====== INPUT RECORDS

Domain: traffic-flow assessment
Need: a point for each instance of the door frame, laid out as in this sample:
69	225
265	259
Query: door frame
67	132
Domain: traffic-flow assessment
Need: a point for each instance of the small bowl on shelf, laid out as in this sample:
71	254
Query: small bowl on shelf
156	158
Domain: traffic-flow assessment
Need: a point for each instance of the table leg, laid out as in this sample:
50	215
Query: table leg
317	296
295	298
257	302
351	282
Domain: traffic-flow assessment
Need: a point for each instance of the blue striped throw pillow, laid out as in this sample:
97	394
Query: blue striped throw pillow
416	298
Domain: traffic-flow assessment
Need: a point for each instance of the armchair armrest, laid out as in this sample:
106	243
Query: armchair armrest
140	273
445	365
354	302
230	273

============

# WHAT IS BEING ASKED:
Return each line above that contains the word "armchair".

# ANSWER TO THE EXERCISE:
Need: a point for each instance of the armchair armrest, laid out as in this sample:
Query: armchair armrest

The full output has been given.